Reusing tuned NUTS steps to save time

I’m running a sampling simulation where you need to sample a fixed model multiple rounds and each round we sample a given number of draws. In order to save as much time as possible, I would like to tune a NUTS step only once and use it for other rounds.

After following the instructions given in Reuse tuning for next sampling call I’m still wondering whether there would be other computations that could be cached/reused. For example, if the sampler creates a computation graph at each sampling round, it may be reasonable to be able to reuse that for other rounds instead of creating it over and over, since it remains the same.

My evidence for this guess is as follows: the time consumed using a tuned NUTS step is not linear with respect to the number of draws (see Sampling using the tuned step section and the variable n_draws below). For example, it took around 1s for sampling only 4 draws, while for 4x1000 draws, we would need around 4s.

◆ **Recorded data**
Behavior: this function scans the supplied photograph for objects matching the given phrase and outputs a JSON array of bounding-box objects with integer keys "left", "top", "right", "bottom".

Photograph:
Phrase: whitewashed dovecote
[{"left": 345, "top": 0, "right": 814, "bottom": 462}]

◆ **Objectives**
**1.** Answer these questions about the forum post on reusing tuned NUTS steps, using the text above.
(a) What does the poster want to tune only once and reuse for other rounds?
(b) What does the poster guess the sampler might create at each sampling round?
(c) About how long did sampling only 4 draws take?
**2.** Copy the part of the NUTS post word for word, from "My evidence for" to "need around 4s.".
**3.** In one to three sentences, explain what leads the poster of the forum post on reusing tuned NUTS steps to suspect that other computations could be cached or reused.

◆ **Correct answers**
**1.**
(a) A NUTS step
(b) A computation graph
(c) Around 1s

**2.**
My evidence for this guess is as follows: the time consumed using a tuned NUTS step is not linear with respect to the number of draws (see Sampling using the tuned step section and the variable n_draws below). For example, it took around 1s for sampling only 4 draws, while for 4x1000 draws, we would need around 4s.

**3.** The time taken with a tuned NUTS step is not linear with respect to the number of draws. Sampling only 4 draws took around 1s, while 4x1000 draws would need only around 4s.